TEXTAUSZUG
▬▬▬▬▬▬

Der russische Bauer gehört zu jenen Augenzeugen, die dem Entsetzen erregenden Geschehen wohl am nächsten gewesen waren. Als Tunguska-Ereignis ging es mittlerweile in die Annalen ein: der in der modernen Menschheitsgeschichte vermutlich heftigste Einschlag eines Objekts aus dem Weltraum auf der Erde. Semenjow selbst befand sich etwa 65 Kilometer vom Ort der Explosion entfernt, doch sogar aus Nordeuropa und Zentralasien berichteten Zeitgenossen von ausgedehnten, silbrigen Wolken und leuchtenden, farbenfrohen Sonnenuntergängen. Der Nachthimmel über Großbritannien war geradezu hell erleuchtet: Um Mitternacht sollen Londoner auf unbeleuchteten Straßen mühelos die Zeitung gelesen haben.

▬▬▬▬▬▬

GESPEICHERTE DATEN
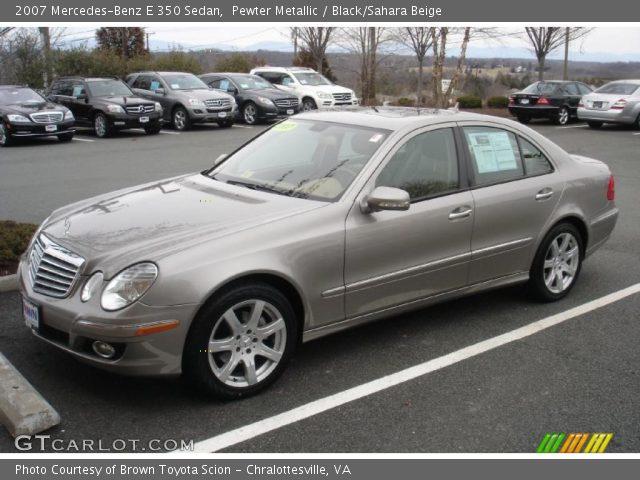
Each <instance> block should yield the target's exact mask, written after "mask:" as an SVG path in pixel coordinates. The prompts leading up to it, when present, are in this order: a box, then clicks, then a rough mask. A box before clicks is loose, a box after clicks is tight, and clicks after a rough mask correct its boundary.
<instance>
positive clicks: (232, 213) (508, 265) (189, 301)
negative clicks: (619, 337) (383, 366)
mask: <svg viewBox="0 0 640 480" xmlns="http://www.w3.org/2000/svg"><path fill="white" fill-rule="evenodd" d="M614 194H615V193H614V180H613V176H612V175H611V172H610V171H609V168H608V167H607V166H606V165H605V164H604V163H602V162H600V161H598V160H593V159H590V158H585V157H580V156H576V155H569V154H568V153H567V152H565V151H564V150H562V149H561V148H560V147H558V146H557V145H555V144H554V143H552V142H550V141H549V140H547V139H546V138H544V137H543V136H541V135H539V134H538V133H536V132H535V131H533V130H531V129H529V128H527V127H525V126H522V125H520V124H517V123H515V122H513V121H511V120H506V119H500V118H495V117H489V116H482V115H475V114H469V113H457V112H453V111H427V110H422V111H417V110H412V109H411V110H405V109H382V108H380V109H379V110H373V109H371V110H365V109H362V110H360V111H357V112H344V111H343V112H322V113H318V112H312V113H306V114H302V115H299V116H296V117H293V118H291V119H288V120H286V121H284V122H281V123H279V124H276V125H275V126H273V127H272V128H270V129H268V130H266V131H265V132H264V133H262V134H260V135H258V136H257V137H256V138H254V139H253V140H251V141H250V142H249V143H247V144H245V145H244V146H242V147H241V148H239V149H238V150H236V151H235V152H233V153H231V154H230V155H228V156H226V157H221V158H220V159H218V160H217V161H216V164H215V166H214V167H212V168H211V169H209V170H206V171H204V172H201V173H196V174H189V175H183V176H180V177H176V178H171V179H167V180H164V181H159V182H153V183H149V184H146V185H141V186H137V187H132V188H127V189H124V190H120V191H118V192H114V193H109V194H106V195H102V196H99V197H96V198H92V199H89V200H86V201H82V202H79V203H76V204H73V205H69V206H67V207H64V208H61V209H59V210H57V211H55V212H54V213H53V214H52V215H51V217H49V218H48V219H47V220H45V222H44V223H43V224H42V226H41V227H40V229H39V230H38V232H37V233H36V235H35V236H34V239H33V241H32V243H31V245H30V247H29V249H28V251H27V252H26V254H25V255H24V257H23V259H22V263H21V265H20V269H19V278H20V286H21V291H22V295H23V297H24V301H23V310H24V318H25V321H26V323H27V325H28V327H29V328H30V329H31V330H32V331H33V333H34V334H35V335H36V336H37V337H39V338H41V339H43V340H45V341H47V342H49V343H51V344H53V345H55V346H57V347H59V348H61V349H64V350H66V351H67V352H69V353H71V354H72V355H74V356H76V357H78V358H79V359H81V360H83V361H86V362H89V363H91V364H93V365H95V366H98V367H101V368H104V369H108V370H111V371H114V372H120V373H125V374H133V375H159V374H180V373H184V374H185V375H186V376H187V377H188V378H189V379H190V380H191V381H193V382H194V383H195V384H196V385H198V386H199V387H201V388H203V389H204V390H205V391H207V392H209V393H211V394H213V395H215V396H217V397H220V398H235V397H239V396H242V395H249V394H253V393H256V392H258V391H259V390H261V389H263V388H264V387H266V386H267V385H268V384H270V383H271V382H272V381H273V380H275V379H276V378H277V377H278V376H279V374H280V373H281V372H282V371H283V369H284V368H285V366H286V364H287V361H288V360H289V359H290V358H291V356H292V354H293V353H294V351H295V350H296V347H298V346H299V345H300V344H301V343H302V342H303V341H307V340H311V339H314V338H318V337H320V336H323V335H326V334H329V333H333V332H336V331H339V330H342V329H344V328H348V327H352V326H354V325H358V324H361V323H363V322H368V321H371V320H376V319H379V318H383V317H390V316H393V315H397V314H399V313H400V312H405V311H408V310H411V309H416V308H421V307H424V306H426V305H429V304H432V303H435V302H441V301H444V300H449V299H453V298H458V297H461V296H463V295H466V294H469V293H472V292H478V291H481V290H487V289H490V288H495V287H501V286H505V285H510V284H514V283H518V282H522V283H526V284H527V286H528V288H529V290H530V291H531V293H532V294H533V295H534V296H535V297H537V298H538V299H541V300H543V301H553V300H558V299H561V298H562V297H564V296H565V295H566V294H567V293H568V292H569V291H570V290H571V288H572V287H573V286H574V285H575V283H576V281H577V278H578V275H579V273H580V267H581V265H582V262H583V260H584V259H585V258H586V257H588V256H589V255H590V254H591V253H593V252H594V251H595V250H596V249H597V248H598V247H600V246H601V245H602V244H603V243H604V242H605V241H606V240H607V239H608V238H609V236H610V234H611V231H612V230H613V228H614V225H615V223H616V219H617V217H618V210H617V208H616V206H615V203H614Z"/></svg>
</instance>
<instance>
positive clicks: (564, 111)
mask: <svg viewBox="0 0 640 480" xmlns="http://www.w3.org/2000/svg"><path fill="white" fill-rule="evenodd" d="M569 118H570V114H569V109H568V108H567V107H560V110H558V115H557V116H556V123H557V124H558V125H566V124H567V123H569Z"/></svg>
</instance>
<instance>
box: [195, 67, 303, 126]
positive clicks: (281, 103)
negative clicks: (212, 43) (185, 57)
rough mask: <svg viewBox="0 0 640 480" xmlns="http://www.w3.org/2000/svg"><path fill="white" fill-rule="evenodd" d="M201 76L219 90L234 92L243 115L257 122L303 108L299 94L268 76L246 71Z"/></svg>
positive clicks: (289, 115) (254, 122)
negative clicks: (245, 71)
mask: <svg viewBox="0 0 640 480" xmlns="http://www.w3.org/2000/svg"><path fill="white" fill-rule="evenodd" d="M200 79H201V80H202V81H203V82H204V83H206V84H207V85H209V87H211V88H214V89H216V90H221V91H223V92H225V93H228V94H230V95H233V96H234V98H235V99H236V103H237V104H238V112H239V113H240V118H241V119H242V120H244V122H245V123H247V124H249V125H253V124H255V123H257V122H259V121H261V120H262V121H264V120H273V119H277V118H283V117H286V116H290V115H293V114H295V113H298V112H299V111H300V100H299V99H298V97H296V96H295V95H292V94H290V93H286V92H283V91H282V90H279V89H277V88H276V87H274V86H273V85H271V84H270V83H269V82H267V81H266V80H265V79H263V78H260V77H258V76H257V75H248V74H246V73H207V74H205V75H200Z"/></svg>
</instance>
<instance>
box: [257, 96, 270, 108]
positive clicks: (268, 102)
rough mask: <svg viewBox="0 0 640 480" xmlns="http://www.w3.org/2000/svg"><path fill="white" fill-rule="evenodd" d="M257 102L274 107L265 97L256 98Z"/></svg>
mask: <svg viewBox="0 0 640 480" xmlns="http://www.w3.org/2000/svg"><path fill="white" fill-rule="evenodd" d="M258 101H259V102H260V103H262V104H263V105H269V106H272V105H274V103H273V102H272V101H271V100H270V99H268V98H267V97H258Z"/></svg>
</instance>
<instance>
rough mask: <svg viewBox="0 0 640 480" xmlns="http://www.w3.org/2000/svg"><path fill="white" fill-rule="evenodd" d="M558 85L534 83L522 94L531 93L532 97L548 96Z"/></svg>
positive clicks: (526, 88)
mask: <svg viewBox="0 0 640 480" xmlns="http://www.w3.org/2000/svg"><path fill="white" fill-rule="evenodd" d="M558 85H559V84H558V83H550V82H536V83H532V84H531V85H529V86H528V87H527V88H525V89H524V90H523V91H522V92H523V93H532V94H534V95H538V94H542V95H550V94H552V93H553V92H554V91H555V90H556V88H558Z"/></svg>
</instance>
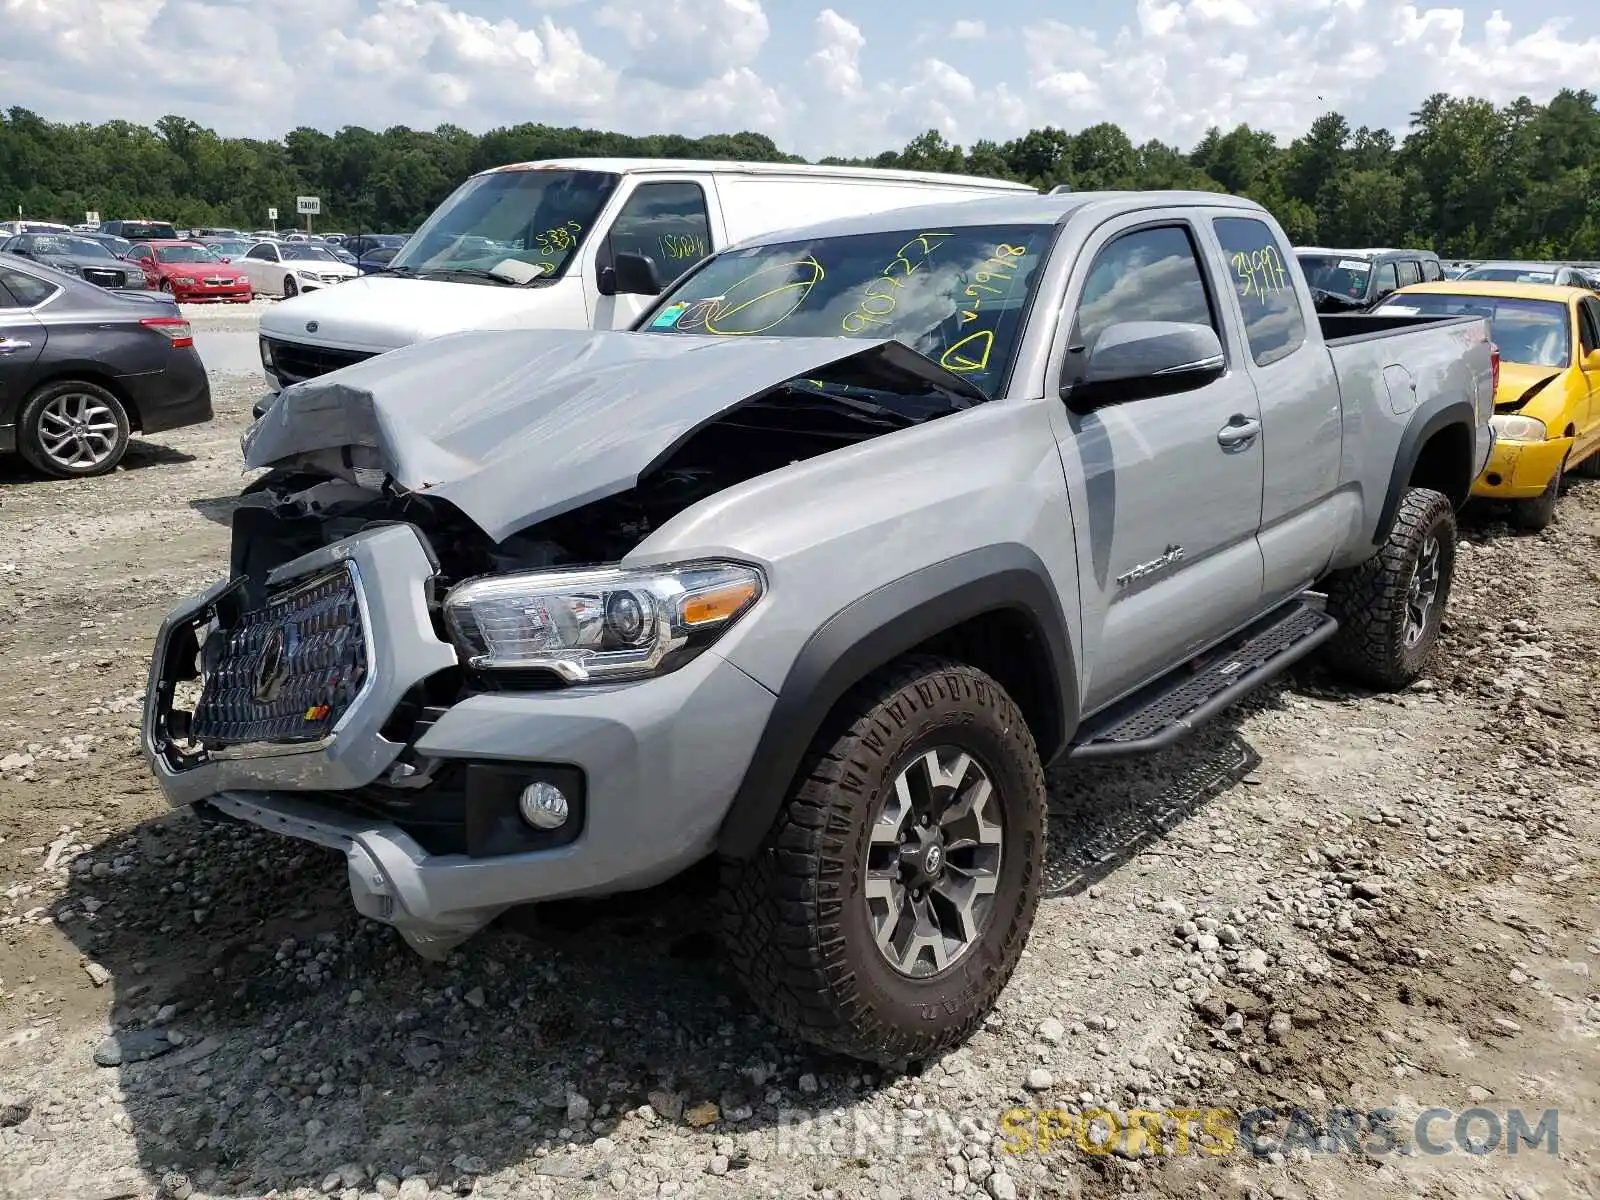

▬▬▬▬▬▬

AUFGABE 1
Fasse den Absatz im Textauszug über das Tunguska-Ereignis, der mit „Der russische Bauer gehört“ beginnt, als kurze Stichpunktliste zusammen und behalte dabei seine wichtigsten Fakten.
AUFGABE 2
Schreib den Textauszug über das Tunguska-Ereignis beginnend mit „Der russische Bauer“ und weiter bis einschließlich „Zeitung gelesen haben.“ noch einmal ab und tausche dabei „Zentralasien“ gegen „Westasien“.

ANTWORT 1
- Der russische Bauer Semenjow zählt zu den Augenzeugen, die dem Geschehen wohl am nächsten waren; er befand sich etwa 65 Kilometer vom Explosionsort entfernt.
- Das Tunguska-Ereignis gilt als vermutlich heftigster Einschlag eines Objekts aus dem Weltraum auf der Erde in der modernen Menschheitsgeschichte.
- Selbst aus Nordeuropa und Zentralasien berichteten Zeitgenossen von ausgedehnten silbrigen Wolken und leuchtenden, farbenfrohen Sonnenuntergängen.
- Der Nachthimmel über Großbritannien war so hell, dass Londoner um Mitternacht auf unbeleuchteten Straßen mühelos Zeitung gelesen haben sollen.

ANTWORT 2
Der russische Bauer gehört zu jenen Augenzeugen, die dem Entsetzen erregenden Geschehen wohl am nächsten gewesen waren. Als Tunguska-Ereignis ging es mittlerweile in die Annalen ein: der in der modernen Menschheitsgeschichte vermutlich heftigste Einschlag eines Objekts aus dem Weltraum auf der Erde. Semenjow selbst befand sich etwa 65 Kilometer vom Ort der Explosion entfernt, doch sogar aus Nordeuropa und Westasien berichteten Zeitgenossen von ausgedehnten, silbrigen Wolken und leuchtenden, farbenfrohen Sonnenuntergängen. Der Nachthimmel über Großbritannien war geradezu hell erleuchtet: Um Mitternacht sollen Londoner auf unbeleuchteten Straßen mühelos die Zeitung gelesen haben.